● Brano scelto
• • • • • • •
Contratto di ormeggio: l'armatore risponde dei danni alla banchina in condizioni di meteo avverse
11/05/2018
Rubrica a cura dello Studio Mordiglia, Genova, Milano, Venezia - www.mordiglia.it - mail@mordiglia.it
Con una recente sentenza del Tribunale di Grosseto, le corti
di merito sono tornate sul tema della qualificazione del contratto di ormeggio
e, in particolare, sull’attribuzione della responsabilità che ne conseguono per
i danni alla nave o, come in questo caso, alle strutture portuali.
La fattispecie decisa dal Tribunale di Grosseto aveva
infatti ad oggetto danni ad una banchina causati dalla pressione esercitata dalla nave sospinta
dal vento forte durante lo svolgimento delle operazioni di carico.
La fattispecie è stata inquadrata da Tribunale nell’ambito
del contratto di ormeggio.
• • • • • • •
● Voci estratte
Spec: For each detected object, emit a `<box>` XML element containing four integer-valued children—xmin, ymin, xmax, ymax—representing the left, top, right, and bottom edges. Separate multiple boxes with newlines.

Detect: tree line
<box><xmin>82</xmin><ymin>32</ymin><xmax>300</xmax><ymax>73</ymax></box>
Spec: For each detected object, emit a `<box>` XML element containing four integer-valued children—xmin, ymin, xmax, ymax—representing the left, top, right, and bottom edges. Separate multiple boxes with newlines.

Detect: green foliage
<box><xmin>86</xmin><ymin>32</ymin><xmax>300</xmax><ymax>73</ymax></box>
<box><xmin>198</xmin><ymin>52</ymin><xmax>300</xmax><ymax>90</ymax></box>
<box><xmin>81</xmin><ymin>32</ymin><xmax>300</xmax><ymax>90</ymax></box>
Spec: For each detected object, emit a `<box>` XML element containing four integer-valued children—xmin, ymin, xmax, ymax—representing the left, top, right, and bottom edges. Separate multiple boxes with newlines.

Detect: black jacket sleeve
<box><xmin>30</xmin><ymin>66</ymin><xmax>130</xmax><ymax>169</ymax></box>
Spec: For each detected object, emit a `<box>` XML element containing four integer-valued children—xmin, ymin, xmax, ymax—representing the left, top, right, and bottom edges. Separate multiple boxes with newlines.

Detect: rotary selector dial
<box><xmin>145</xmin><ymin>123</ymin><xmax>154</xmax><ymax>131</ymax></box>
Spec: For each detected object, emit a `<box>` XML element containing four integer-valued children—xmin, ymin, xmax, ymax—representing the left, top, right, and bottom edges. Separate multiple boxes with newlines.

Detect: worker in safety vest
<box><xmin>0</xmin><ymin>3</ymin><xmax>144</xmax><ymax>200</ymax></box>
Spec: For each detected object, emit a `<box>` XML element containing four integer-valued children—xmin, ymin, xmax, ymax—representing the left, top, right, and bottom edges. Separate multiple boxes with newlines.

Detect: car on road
• • • • • • •
● Esercizio
Riporta fedelmente tutto il testo del brano sul contratto di ormeggio, da "La fattispecie decisa" giù fino a "operazioni di carico.".

● Risposta
La fattispecie decisa dal Tribunale di Grosseto aveva
infatti ad oggetto danni ad una banchina causati dalla pressione esercitata dalla nave sospinta
dal vento forte durante lo svolgimento delle operazioni di carico.